*DIRECTIVE*
Count the lines below that contain the word "shoreline". Reply with that number alone.

— Begin RECORDS FOR THIS TASK —

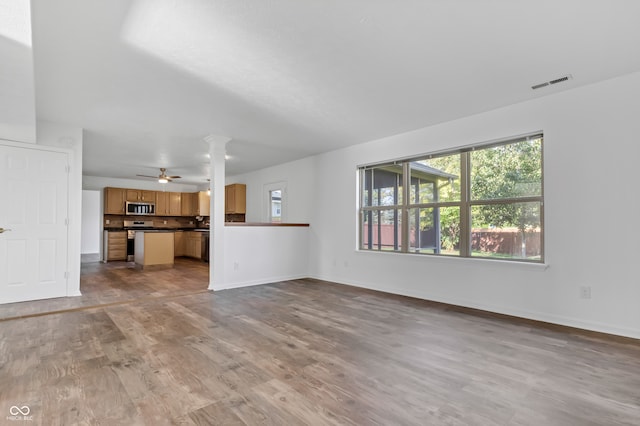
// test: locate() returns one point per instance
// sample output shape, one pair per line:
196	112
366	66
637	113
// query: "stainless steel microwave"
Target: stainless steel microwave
137	208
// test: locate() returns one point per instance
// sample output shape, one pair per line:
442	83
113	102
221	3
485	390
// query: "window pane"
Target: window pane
506	231
382	186
507	171
435	179
435	230
381	230
276	205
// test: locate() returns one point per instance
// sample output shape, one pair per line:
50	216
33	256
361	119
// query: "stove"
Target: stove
131	226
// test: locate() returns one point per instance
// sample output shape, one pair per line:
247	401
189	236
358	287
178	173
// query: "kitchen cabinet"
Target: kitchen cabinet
154	249
141	195
188	204
204	203
115	245
114	199
168	204
235	197
193	244
178	243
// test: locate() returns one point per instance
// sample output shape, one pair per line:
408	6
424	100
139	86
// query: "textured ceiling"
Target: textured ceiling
149	79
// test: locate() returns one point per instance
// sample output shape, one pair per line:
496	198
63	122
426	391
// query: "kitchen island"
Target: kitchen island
154	248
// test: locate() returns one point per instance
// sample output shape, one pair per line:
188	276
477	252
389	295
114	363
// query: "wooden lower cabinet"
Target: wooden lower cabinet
116	245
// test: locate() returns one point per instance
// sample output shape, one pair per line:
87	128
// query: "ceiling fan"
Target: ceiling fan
162	177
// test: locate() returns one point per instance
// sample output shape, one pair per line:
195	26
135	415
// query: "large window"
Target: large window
481	201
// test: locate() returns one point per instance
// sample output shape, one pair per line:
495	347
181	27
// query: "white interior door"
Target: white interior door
33	213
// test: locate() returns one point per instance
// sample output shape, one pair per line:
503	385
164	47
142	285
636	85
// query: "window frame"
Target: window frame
465	204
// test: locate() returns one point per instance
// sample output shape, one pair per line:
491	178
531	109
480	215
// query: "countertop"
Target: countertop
264	224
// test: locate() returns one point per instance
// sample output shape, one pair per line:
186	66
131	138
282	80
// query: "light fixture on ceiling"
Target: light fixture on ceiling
162	177
551	82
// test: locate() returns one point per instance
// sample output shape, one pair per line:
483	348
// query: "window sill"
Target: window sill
493	263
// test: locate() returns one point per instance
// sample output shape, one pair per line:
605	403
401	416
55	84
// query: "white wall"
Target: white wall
299	177
591	152
91	222
264	254
71	138
17	84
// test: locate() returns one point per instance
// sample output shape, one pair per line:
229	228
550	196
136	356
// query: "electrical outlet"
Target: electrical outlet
585	292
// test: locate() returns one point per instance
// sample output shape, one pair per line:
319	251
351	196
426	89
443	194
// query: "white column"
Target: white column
217	152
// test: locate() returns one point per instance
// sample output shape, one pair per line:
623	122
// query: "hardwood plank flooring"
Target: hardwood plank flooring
154	348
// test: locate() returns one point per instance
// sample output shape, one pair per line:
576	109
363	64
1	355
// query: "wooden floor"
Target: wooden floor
156	348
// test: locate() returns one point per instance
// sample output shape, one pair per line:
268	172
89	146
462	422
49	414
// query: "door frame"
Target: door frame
75	176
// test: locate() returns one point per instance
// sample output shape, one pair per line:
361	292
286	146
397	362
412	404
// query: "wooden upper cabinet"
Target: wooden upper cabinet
162	203
204	203
235	197
189	203
114	199
141	195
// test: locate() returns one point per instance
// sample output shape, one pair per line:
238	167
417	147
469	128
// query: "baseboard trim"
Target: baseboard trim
567	324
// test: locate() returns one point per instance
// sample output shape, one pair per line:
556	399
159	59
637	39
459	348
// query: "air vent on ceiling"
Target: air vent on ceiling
556	81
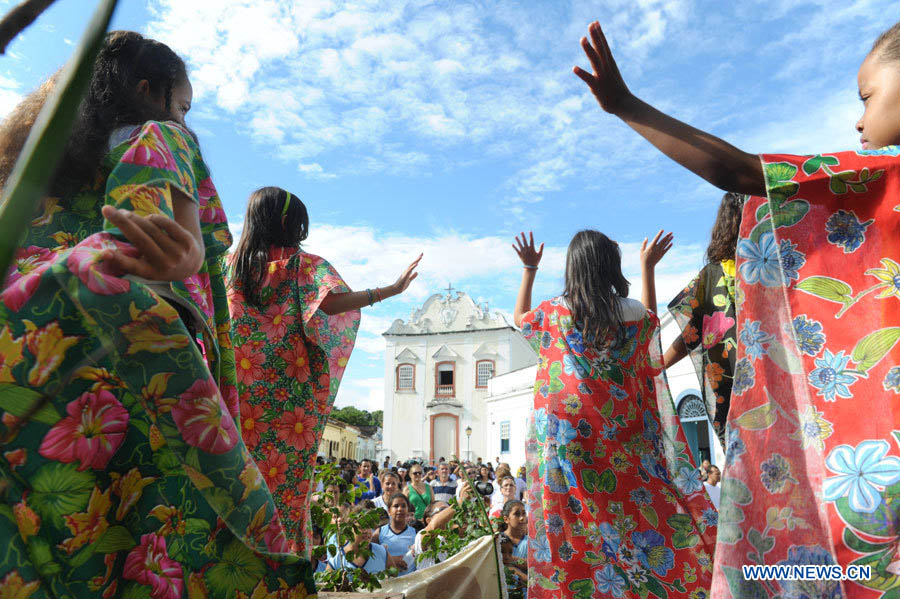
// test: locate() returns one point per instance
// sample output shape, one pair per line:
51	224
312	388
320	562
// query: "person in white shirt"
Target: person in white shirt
390	484
444	488
712	485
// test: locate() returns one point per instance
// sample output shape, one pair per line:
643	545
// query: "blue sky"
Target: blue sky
446	127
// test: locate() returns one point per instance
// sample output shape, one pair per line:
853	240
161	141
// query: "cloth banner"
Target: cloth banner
470	574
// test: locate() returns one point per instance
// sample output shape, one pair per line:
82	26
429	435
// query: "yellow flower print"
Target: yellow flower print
49	346
890	276
10	353
142	199
129	488
13	586
64	239
103	378
143	332
27	520
51	207
171	517
89	525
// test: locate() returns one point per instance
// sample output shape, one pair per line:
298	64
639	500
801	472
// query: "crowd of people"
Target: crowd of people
163	400
413	498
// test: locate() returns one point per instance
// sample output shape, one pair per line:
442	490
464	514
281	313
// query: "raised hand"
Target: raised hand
606	82
402	283
653	253
168	251
525	249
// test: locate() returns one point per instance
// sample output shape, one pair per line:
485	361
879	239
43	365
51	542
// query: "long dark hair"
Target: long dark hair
276	218
112	101
723	239
595	283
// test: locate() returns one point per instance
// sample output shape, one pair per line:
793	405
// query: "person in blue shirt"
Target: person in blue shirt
365	474
397	536
376	562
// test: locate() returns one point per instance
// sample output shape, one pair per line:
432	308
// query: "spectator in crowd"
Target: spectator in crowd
397	536
366	475
390	484
418	491
712	485
521	483
507	492
442	486
377	562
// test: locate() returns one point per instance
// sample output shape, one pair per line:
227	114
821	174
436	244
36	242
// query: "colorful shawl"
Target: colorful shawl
132	480
616	508
704	311
812	473
290	358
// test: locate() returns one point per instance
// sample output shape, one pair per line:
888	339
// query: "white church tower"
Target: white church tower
437	368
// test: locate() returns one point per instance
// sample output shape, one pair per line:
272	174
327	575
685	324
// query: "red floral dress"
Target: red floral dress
812	474
290	357
616	508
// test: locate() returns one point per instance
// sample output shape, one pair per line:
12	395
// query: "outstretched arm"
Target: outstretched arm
713	159
650	256
530	259
337	303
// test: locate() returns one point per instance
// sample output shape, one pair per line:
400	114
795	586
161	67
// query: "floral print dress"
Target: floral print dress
812	472
616	508
131	479
704	311
290	358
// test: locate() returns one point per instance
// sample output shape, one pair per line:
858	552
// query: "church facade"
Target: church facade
438	366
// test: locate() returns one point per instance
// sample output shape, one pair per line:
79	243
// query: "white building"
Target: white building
510	396
437	371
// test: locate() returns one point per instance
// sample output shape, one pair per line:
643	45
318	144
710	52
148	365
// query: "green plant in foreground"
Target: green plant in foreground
339	529
29	180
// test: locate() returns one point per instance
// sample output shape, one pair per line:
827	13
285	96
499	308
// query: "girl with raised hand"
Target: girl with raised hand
132	479
814	338
294	325
608	472
705	311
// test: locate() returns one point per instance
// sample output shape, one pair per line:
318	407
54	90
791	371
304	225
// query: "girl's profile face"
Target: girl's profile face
517	520
399	511
879	89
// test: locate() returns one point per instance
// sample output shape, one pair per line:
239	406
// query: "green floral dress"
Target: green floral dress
132	479
290	357
705	312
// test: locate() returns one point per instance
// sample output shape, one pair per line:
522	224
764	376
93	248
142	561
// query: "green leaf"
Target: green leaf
759	418
239	569
827	288
787	361
778	173
879	523
18	401
654	586
650	515
815	163
762	227
607	408
582	588
745	589
60	489
115	538
48	139
762	544
859	545
790	213
873	347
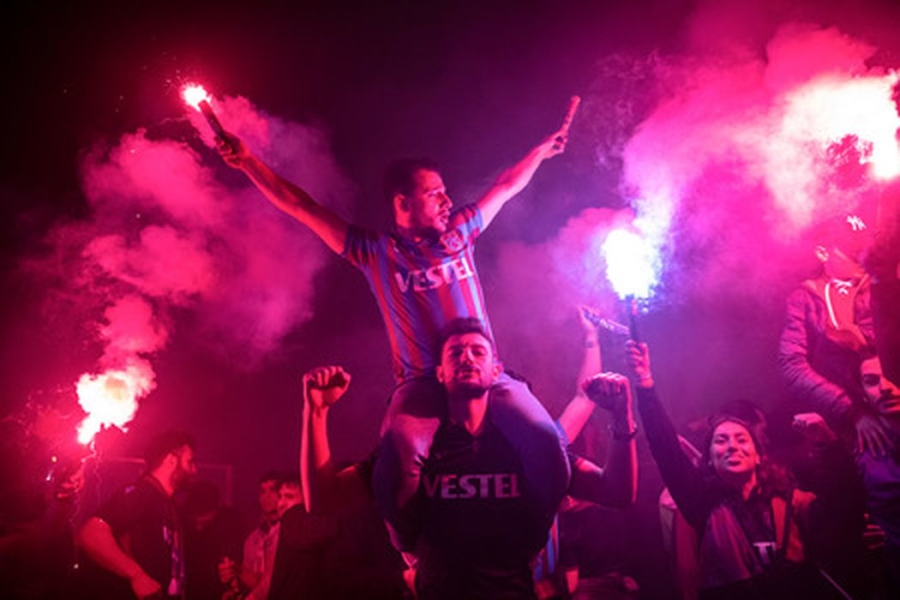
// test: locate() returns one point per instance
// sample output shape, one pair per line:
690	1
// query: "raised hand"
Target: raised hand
325	385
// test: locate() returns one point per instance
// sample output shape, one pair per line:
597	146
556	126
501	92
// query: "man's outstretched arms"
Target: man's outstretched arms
290	198
514	179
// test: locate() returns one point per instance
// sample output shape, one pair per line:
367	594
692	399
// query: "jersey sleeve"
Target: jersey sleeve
361	246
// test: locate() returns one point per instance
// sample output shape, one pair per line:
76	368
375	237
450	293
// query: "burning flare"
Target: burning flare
194	94
110	398
632	263
197	97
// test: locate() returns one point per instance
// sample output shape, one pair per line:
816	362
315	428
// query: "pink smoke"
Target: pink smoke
165	232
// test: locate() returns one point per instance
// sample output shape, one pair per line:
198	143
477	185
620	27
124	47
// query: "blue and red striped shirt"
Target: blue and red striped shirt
420	286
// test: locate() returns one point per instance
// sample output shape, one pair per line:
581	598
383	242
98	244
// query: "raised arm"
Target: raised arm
614	485
684	480
288	197
97	540
579	409
324	489
514	179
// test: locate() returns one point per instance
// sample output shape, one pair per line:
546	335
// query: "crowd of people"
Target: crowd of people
473	489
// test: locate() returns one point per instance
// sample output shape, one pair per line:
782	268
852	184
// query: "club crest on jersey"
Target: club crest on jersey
452	241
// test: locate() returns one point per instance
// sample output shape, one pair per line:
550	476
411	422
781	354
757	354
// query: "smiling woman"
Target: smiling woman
751	524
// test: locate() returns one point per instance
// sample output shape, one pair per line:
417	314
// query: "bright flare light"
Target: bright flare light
632	263
197	97
194	94
110	399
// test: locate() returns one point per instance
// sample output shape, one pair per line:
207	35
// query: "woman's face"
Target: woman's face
732	450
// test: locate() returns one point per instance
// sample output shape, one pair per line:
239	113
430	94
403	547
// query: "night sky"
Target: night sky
472	85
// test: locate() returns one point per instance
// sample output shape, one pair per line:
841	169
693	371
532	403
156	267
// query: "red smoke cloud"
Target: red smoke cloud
165	232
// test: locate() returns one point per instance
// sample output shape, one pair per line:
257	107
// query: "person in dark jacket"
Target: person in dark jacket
828	332
750	520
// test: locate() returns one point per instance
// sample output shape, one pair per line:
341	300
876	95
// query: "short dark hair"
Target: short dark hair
461	326
289	478
848	232
398	177
165	443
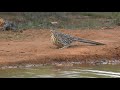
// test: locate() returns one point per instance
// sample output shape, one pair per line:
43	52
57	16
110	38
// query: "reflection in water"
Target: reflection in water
102	71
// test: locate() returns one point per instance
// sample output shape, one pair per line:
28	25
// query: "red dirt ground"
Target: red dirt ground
38	49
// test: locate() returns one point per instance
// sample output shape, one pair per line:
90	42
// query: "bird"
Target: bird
62	40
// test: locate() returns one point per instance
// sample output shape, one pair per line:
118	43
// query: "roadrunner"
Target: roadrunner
62	40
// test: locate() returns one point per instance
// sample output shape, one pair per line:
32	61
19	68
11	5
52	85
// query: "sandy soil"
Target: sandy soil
38	49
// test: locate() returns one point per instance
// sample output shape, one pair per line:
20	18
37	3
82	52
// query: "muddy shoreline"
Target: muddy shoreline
37	48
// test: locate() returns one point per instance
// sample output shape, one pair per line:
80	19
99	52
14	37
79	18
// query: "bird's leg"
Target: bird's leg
64	47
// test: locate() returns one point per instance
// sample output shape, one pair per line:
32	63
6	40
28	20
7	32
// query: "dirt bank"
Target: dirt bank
38	49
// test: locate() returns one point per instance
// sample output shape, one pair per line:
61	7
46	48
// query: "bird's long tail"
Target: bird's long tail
88	41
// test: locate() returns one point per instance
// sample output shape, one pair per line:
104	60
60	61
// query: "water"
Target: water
101	71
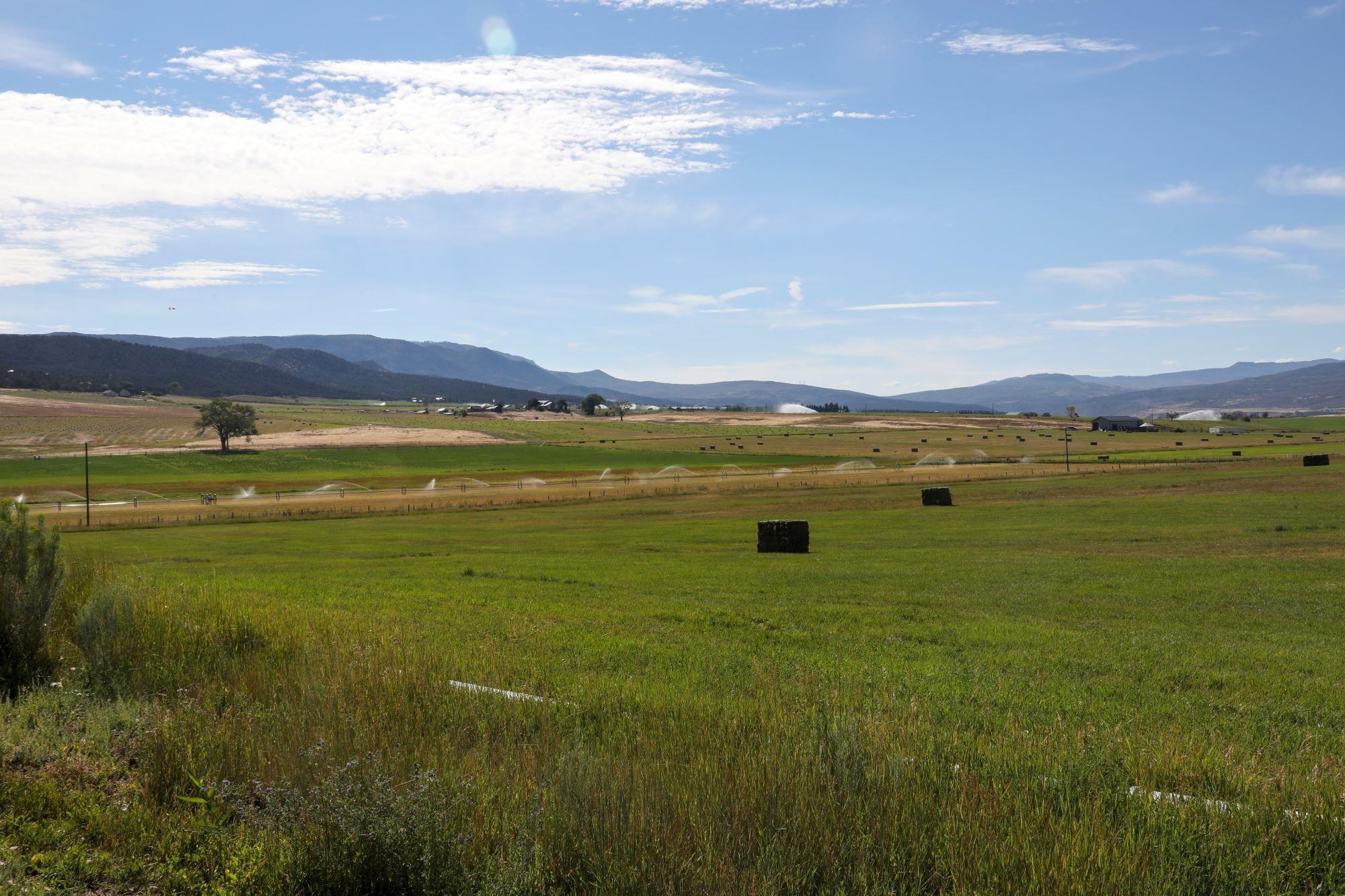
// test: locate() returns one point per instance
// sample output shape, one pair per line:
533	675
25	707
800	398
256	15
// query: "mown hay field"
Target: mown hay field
968	698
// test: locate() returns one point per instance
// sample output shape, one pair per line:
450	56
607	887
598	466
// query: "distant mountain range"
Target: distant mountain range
486	365
362	366
79	362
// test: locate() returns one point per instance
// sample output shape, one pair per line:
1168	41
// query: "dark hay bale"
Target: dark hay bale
937	497
783	537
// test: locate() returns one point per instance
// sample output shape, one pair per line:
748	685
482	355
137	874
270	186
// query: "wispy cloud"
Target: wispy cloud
1305	182
349	130
1116	323
703	5
1030	44
1323	239
1247	253
654	300
20	52
1312	314
1114	274
909	306
840	114
1179	193
205	274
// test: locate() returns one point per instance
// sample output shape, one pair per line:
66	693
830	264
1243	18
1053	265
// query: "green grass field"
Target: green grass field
934	700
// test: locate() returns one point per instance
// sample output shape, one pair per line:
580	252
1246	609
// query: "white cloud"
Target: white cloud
653	300
1179	193
1118	323
1305	182
202	274
906	306
236	64
1324	239
24	267
703	5
1114	274
1026	44
20	52
1312	314
1304	270
1247	253
337	131
860	115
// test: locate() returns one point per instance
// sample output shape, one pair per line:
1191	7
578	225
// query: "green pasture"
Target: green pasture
933	700
196	471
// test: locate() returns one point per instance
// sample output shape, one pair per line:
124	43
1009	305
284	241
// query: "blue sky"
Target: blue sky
878	196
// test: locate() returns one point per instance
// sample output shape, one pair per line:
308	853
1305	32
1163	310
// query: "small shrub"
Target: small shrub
30	579
362	829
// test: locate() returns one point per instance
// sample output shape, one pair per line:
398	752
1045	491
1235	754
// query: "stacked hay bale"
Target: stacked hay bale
783	537
937	497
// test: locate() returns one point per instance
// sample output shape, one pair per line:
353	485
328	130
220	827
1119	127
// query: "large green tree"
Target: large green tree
591	403
228	420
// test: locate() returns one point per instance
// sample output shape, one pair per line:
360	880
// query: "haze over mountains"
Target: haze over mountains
362	366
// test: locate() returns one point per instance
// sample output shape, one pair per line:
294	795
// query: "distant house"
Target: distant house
1117	424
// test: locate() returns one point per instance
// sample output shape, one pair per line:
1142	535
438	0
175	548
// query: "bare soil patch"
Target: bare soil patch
368	436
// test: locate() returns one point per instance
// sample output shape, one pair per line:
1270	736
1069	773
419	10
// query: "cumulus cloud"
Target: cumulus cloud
1030	44
1305	182
326	132
1114	274
20	52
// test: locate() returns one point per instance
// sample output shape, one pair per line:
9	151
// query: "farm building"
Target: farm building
1118	424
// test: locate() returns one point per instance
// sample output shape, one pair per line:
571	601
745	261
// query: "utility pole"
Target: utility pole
87	487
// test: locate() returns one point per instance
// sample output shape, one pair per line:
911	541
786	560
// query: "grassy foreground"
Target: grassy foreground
935	700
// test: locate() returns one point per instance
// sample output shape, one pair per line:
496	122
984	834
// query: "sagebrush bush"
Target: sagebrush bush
30	580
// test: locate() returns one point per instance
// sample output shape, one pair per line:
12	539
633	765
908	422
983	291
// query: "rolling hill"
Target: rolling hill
486	365
1316	388
80	362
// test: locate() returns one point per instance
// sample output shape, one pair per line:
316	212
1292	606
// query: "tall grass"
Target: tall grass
30	580
895	713
349	766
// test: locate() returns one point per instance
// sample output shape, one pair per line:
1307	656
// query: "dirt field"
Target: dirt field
851	421
368	436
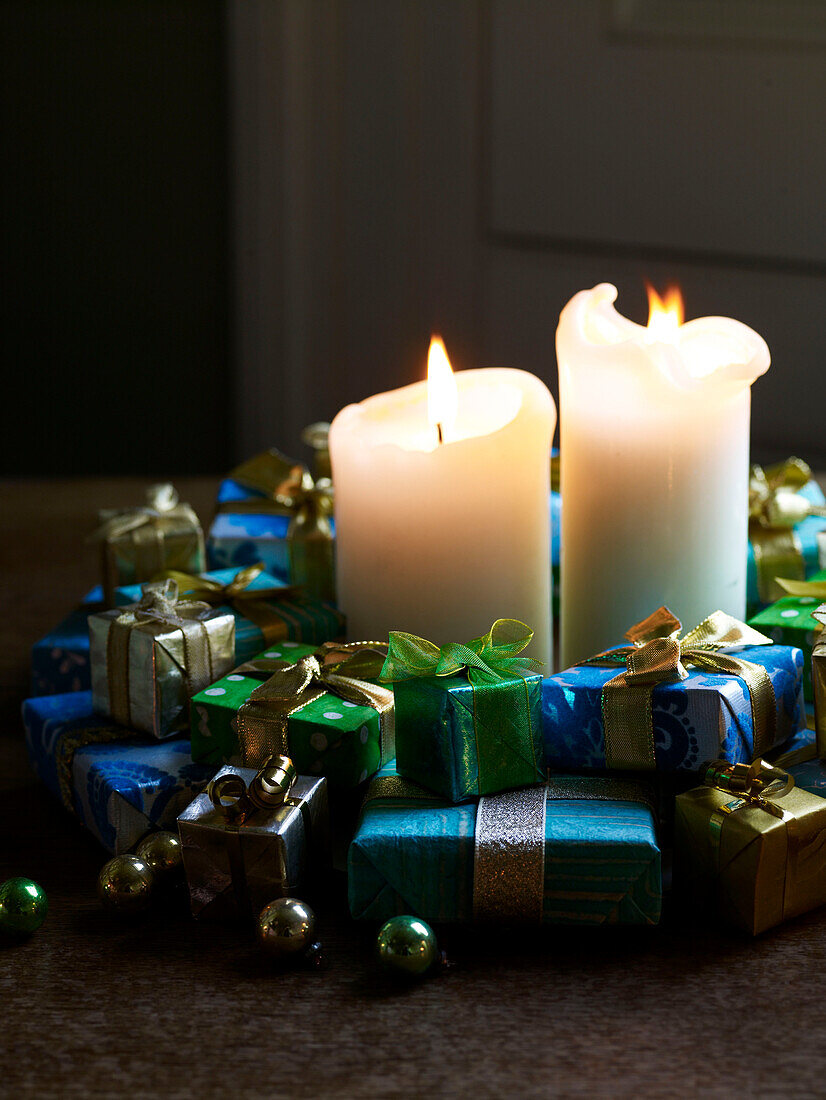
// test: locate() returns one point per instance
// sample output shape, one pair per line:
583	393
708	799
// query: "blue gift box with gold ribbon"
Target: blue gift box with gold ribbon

— End RECORDS FOR THIS TASK —

*COMPLETE ANSWER*
2